[Records excerpted from a collection]
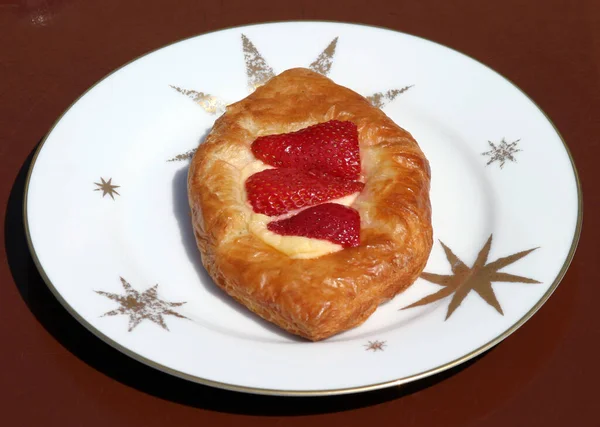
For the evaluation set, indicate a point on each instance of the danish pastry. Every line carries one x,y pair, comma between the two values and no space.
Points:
321,280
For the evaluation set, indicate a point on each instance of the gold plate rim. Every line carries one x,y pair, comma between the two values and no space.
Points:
324,392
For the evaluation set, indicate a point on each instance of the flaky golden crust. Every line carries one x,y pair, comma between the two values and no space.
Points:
314,298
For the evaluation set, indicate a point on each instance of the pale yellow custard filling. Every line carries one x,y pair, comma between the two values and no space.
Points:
296,247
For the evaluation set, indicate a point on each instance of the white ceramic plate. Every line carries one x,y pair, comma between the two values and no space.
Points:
124,262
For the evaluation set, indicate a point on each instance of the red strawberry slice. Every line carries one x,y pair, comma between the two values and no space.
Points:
330,221
277,191
330,147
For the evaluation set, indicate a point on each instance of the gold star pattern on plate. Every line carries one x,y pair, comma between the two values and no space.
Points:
379,99
210,104
107,188
502,152
258,72
375,346
478,278
184,156
142,306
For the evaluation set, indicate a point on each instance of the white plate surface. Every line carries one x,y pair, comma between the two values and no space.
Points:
499,168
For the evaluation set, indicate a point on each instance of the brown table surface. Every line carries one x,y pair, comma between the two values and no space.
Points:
54,372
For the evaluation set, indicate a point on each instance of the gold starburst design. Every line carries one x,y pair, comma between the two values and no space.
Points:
142,306
478,278
502,152
375,346
107,188
258,72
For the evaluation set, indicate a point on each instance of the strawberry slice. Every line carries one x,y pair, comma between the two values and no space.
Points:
330,221
277,191
330,147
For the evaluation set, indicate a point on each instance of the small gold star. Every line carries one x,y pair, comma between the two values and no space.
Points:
107,188
375,346
478,278
142,305
502,152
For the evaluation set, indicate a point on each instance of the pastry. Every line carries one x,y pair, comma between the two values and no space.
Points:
313,285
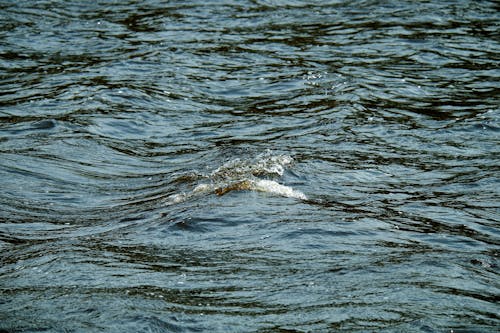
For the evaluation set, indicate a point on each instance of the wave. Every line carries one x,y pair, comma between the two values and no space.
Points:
242,175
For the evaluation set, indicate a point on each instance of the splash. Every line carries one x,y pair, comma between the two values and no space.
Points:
256,174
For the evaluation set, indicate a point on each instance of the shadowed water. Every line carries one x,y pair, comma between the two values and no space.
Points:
249,166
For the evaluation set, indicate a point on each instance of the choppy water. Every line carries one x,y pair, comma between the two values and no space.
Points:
249,166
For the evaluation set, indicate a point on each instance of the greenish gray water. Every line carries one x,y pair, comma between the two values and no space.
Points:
250,166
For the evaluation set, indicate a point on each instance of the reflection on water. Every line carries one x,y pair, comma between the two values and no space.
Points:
354,148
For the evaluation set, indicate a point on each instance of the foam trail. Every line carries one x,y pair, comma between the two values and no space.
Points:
270,186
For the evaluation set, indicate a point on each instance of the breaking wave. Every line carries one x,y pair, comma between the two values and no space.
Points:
259,174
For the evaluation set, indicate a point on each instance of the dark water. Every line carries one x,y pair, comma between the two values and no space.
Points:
249,166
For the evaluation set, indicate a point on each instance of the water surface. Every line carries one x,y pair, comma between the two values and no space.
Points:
134,137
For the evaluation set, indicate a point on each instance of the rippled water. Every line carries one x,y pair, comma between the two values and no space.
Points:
249,166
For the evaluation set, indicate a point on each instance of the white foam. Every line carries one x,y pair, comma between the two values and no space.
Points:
270,186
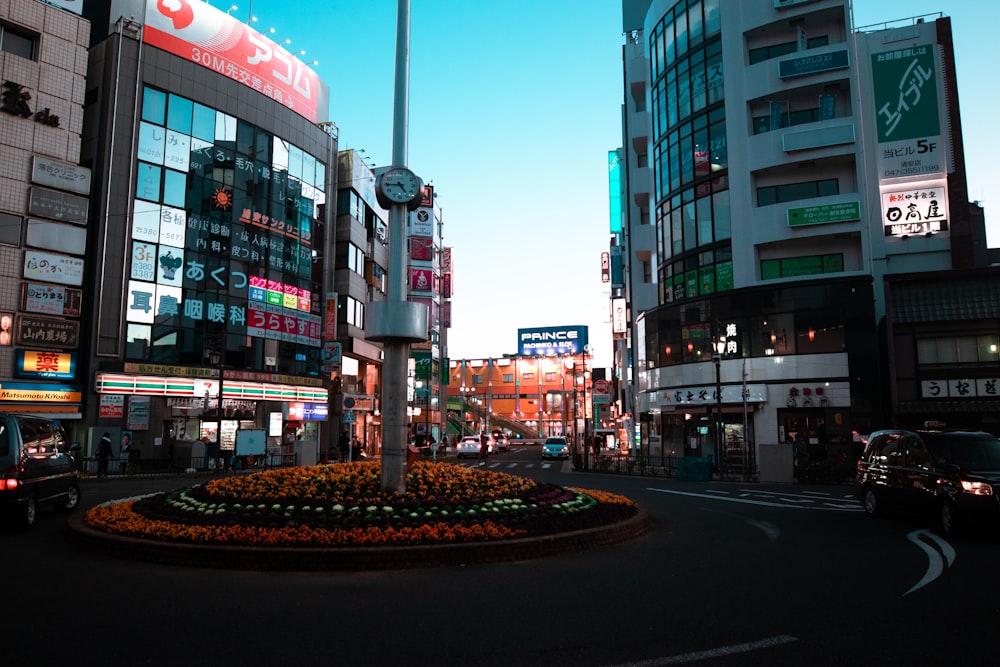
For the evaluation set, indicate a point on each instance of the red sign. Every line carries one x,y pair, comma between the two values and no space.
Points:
211,38
421,248
112,406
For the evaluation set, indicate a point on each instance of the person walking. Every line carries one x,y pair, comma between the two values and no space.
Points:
484,448
103,454
125,452
343,446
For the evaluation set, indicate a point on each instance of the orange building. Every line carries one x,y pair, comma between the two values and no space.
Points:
531,396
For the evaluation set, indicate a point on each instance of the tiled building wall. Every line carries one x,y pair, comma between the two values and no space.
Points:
55,80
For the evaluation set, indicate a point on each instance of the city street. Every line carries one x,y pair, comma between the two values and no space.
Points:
730,574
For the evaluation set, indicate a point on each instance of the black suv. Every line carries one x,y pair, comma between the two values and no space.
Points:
37,468
953,476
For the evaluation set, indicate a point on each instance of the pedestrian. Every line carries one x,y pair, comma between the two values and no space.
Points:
103,454
800,456
484,448
125,451
343,445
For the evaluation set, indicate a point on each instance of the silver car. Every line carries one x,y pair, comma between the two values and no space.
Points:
555,448
469,446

• _Set exercise_: Leaving out the pictures, repeat the data above exactly.

• _Complete answer_:
For the evaluation set, indicate a point on each instance of the danish pastry. Every line carries one x,y pair, comma between the two values and no space.
Points:
321,280
For the evaluation set, indicate a point on each instance of the gold plate rim. Every line carries one x,y pair, comma between the two values and no space.
Points:
324,392
For the evaluation set, indicate a point on each instance of the flaky golden crust. Every line carries one x,y pair, comma between the two values and no space.
Points:
314,298
For the evaluation set, indicate a point on each instance of the pale yellow custard filling. Every line carries one x,y pair, comma between the two values and no space.
Points:
296,247
For the evaluation set, indicate a point on each instance of the white ceramic plate. Every line carries one x,y pair, comma between the two values and no space.
Points:
124,262
For the evaluation set, indicate a point on each instance of the red strawberry slice. Every line carries one x,y pair, comma between the two values and no space.
Points:
330,221
277,191
330,147
For the evaluation set, indicate a point on each instance of the gold star pattern on plate. Every line carries one x,y pair, comma between the two values and no space.
Points:
379,99
210,104
107,188
502,152
258,72
375,346
478,278
184,156
142,306
For the evaluation set, indicate a point on each instance of the white plate surface. Every line carries one x,y pair, comma between the two values and no space.
Points:
499,168
For the evaluation set, indicate a point on each instance of the brown table surface. Every line carries one x,y pair, comma between the two values and no space.
Points:
54,372
For the evaluation set, indicate a point on each instance of the gold starburst design. Every line carries one x,y pair, comma between the two values and no space.
Points:
142,306
478,278
502,152
375,346
107,188
258,72
For the evaluation set, indicate a point on each instance of the strawberry slice. Every line carries one x,y pair, comma between the two values and no space.
Points:
330,221
277,191
330,147
For the evaluation set, indicate a point on each instance of the small gold star. Every line carries one x,y pair, comma between the two values and no space.
Points:
107,188
375,346
478,278
142,305
502,152
For the evaluation set, indicate a point on each instance of the pastry. Every line carries one x,y pair, comma between the two values and no space.
Points:
313,285
For the evaluation set, indicate a point on each instance of the wave. Every line carries one x,y pair, comma between the two values and no space.
Points:
242,175
For the evaluation set, indicate a point on each instance of the splash. Every line carries one x,y pair, comma between the two values and no space.
Points:
256,174
For the evaluation set, indicate a point on each instance of the shadowed water. Every line carries one x,y pair, comma between the two values and no space.
Points:
249,166
For the evaluation set, indicate a point on each instance of the choppy water. Every line carries one x,y pair, comma between the two values and no space.
Points:
249,166
For the evaluation set, indicate a point on each instance of the greenish gray water. Every line carries one x,y pair, comma between the two values and no space.
Points:
250,166
For the evaluation set, indicate a point on each instance of the reflection on water. Every line carries one x,y pair, comma between the two values and no space.
Points:
354,148
For the evaluation set, indicate a point on each instance of the foam trail. Every line carries one x,y pair, comma between the two values and no space.
Points:
270,186
For the evaluation set, indicate a point on each instance of the breaking wave. Every line carries one x,y pair, comma between the two values and no space.
Points:
259,174
For the evaluation set, indicate a point on each instance of the dark water. Every line carries one x,y pair, comma between the two values and no space.
Points:
249,166
For the evaluation set, indicate a point on each instance of the water surface. Every line carries one x,y pair, comma between the two values and no space.
Points:
134,137
For the evaluation set, indicate a point on each instance of the rippled water. Every line carries one x,y pair, comma between the two values and no space.
Points:
249,166
For the evaluation set, indicate a point on each instance of the white foam. Every line carries one x,y pair, comma between the two values and no space.
Points:
270,186
For the evaluation set, indicate a point on each instance of the red sign. Every line carries one x,y pair, comma between the two values and no space.
Points:
211,38
421,248
112,406
For the evaluation set, indicate a point on each instance of the person walking. Every line carries one x,y pair, comma between the two values and no space.
Points:
484,448
103,454
125,452
343,446
For the evaluation set, indicate a point on each instance of the orange building. Every line carries one x,y pair, comma between the two values and no space.
Points:
531,396
For the evaluation set, indicate a point on each instance of the tiled building wall. Every line carries one x,y pair, comma between the two values and no space.
Points:
55,80
For the evaluation set, indicate a point on each instance of the city street. Every line carries one x,y pair, comma between the two values and no space.
Points:
730,574
For the evaluation set, indicate a point on each instance of the black suv. Every line carries one x,y pair, comma between the two values and no space.
Points:
37,468
953,476
For the evaluation set, indicate a point on each instance of the pedestrian. Every line carries one x,y pair, comma between the two values and no space.
Points:
103,454
800,456
484,448
125,451
343,445
For the evaluation set, indicate a point on each instance of the silver car. Every line carries one x,y pair, comma between the two values and no space.
Points:
555,448
469,446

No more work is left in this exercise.